++++ Data supplied ++++

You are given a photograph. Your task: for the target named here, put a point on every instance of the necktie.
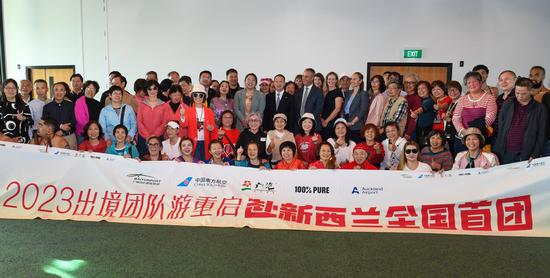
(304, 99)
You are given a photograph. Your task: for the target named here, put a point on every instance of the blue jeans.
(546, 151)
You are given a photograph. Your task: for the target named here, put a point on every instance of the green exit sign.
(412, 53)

++++
++++ Data supplied ++++

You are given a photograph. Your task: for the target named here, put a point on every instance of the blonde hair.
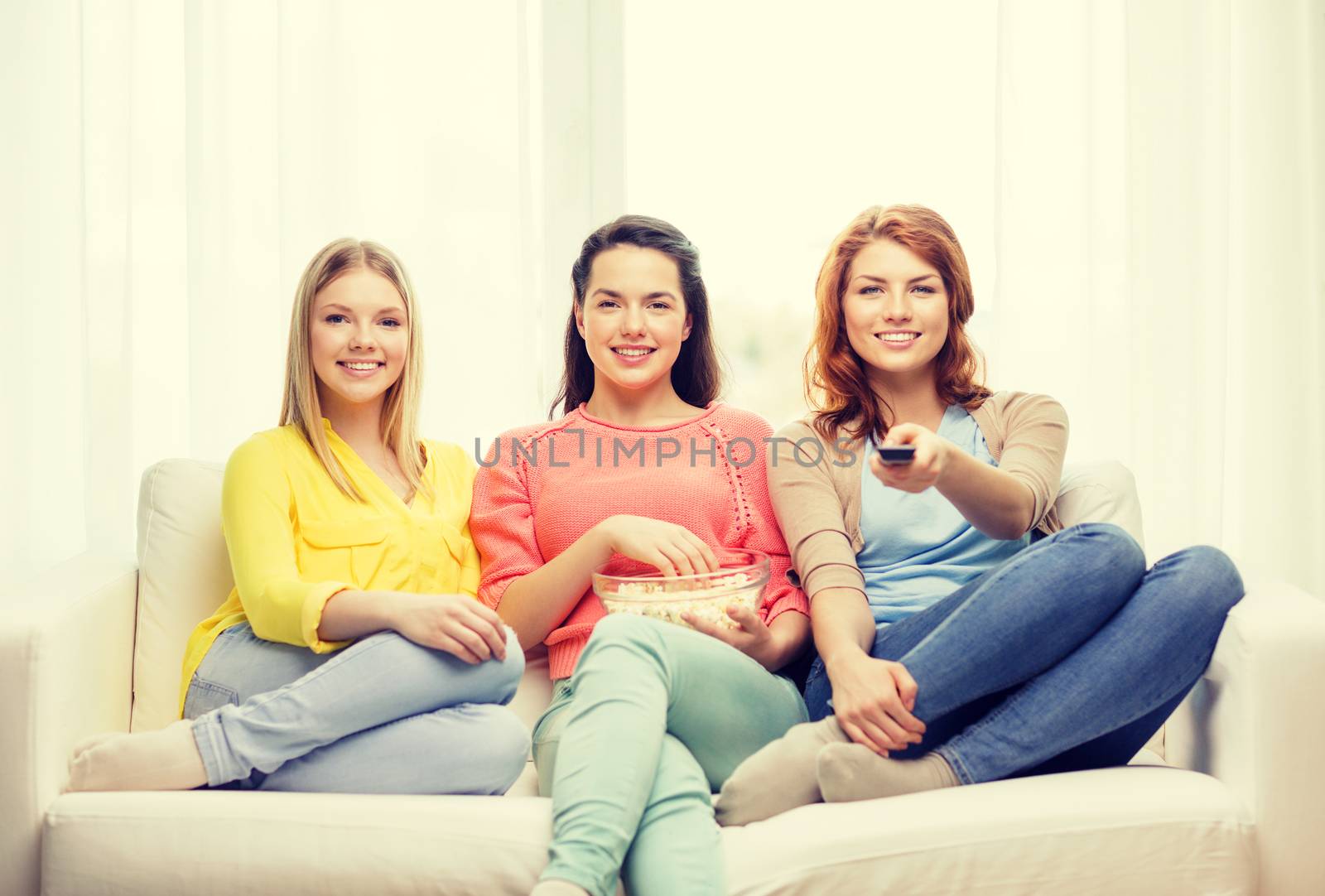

++++
++++ Data supplied ++++

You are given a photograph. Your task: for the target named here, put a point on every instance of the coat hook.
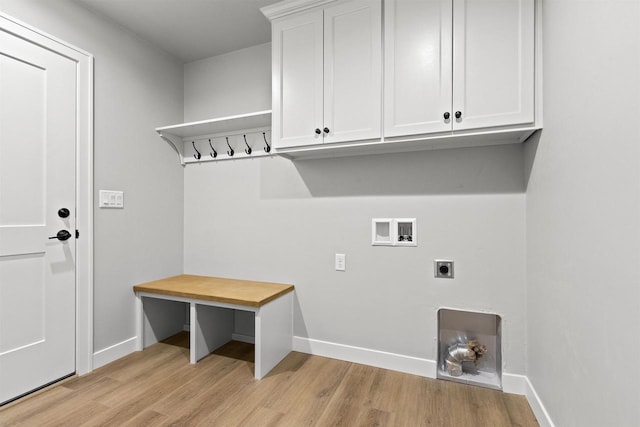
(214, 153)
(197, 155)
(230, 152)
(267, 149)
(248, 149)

++++

» Work required
Gather every line of the items above that contains the word "green", and copy each such line in full.

» Output of the task
You are given a photograph. Your task: for the target named here, put a point on every instance of the green exit sign.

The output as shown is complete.